Starting at the line that contains "point_to SHOULD mark one point per instance of the long", give back every line of the items word for word through the last one, leaving out everything before it.

(begin)

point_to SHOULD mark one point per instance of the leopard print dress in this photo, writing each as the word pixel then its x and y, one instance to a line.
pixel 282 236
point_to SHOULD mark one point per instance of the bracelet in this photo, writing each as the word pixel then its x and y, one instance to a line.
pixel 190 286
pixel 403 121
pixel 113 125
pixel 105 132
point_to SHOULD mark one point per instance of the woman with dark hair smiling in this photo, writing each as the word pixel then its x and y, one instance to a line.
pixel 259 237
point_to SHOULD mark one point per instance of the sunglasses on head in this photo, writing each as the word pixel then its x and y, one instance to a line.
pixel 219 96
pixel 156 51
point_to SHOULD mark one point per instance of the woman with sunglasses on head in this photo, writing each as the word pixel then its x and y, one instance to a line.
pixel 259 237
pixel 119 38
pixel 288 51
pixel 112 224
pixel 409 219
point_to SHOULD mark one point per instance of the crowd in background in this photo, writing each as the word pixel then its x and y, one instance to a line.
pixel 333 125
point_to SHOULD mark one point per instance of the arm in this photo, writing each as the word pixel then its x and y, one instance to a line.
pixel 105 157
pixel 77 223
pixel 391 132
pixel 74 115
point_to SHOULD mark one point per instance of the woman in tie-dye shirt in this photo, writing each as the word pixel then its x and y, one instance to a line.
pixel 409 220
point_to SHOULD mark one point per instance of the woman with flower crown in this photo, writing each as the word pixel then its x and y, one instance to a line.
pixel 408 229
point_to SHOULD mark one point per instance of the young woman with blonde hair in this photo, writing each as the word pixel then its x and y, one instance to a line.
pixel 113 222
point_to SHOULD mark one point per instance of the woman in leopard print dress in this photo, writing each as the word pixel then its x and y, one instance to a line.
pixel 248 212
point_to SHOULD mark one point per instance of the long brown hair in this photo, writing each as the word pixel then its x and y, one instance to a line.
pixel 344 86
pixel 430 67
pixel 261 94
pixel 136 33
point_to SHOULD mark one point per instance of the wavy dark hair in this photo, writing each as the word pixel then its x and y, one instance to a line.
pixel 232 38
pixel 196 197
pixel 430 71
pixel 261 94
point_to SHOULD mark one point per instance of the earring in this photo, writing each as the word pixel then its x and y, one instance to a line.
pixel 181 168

(end)

Task result ::
point_to SHOULD mark one point per instance of the long brown hair in this photo, writing each as the word pixel then its x and y, one instance to a line.
pixel 344 86
pixel 430 67
pixel 261 94
pixel 136 33
point_to SHOULD mark one point per instance of the wavy dark hair in this photo, writing each as the word pixel then its x and y, one instance to a line.
pixel 232 38
pixel 196 197
pixel 430 71
pixel 261 94
point_to SHOULD mark one point per instance of the earring in this photo, writing each as the word pixel then its x and y, one instance to a line.
pixel 181 168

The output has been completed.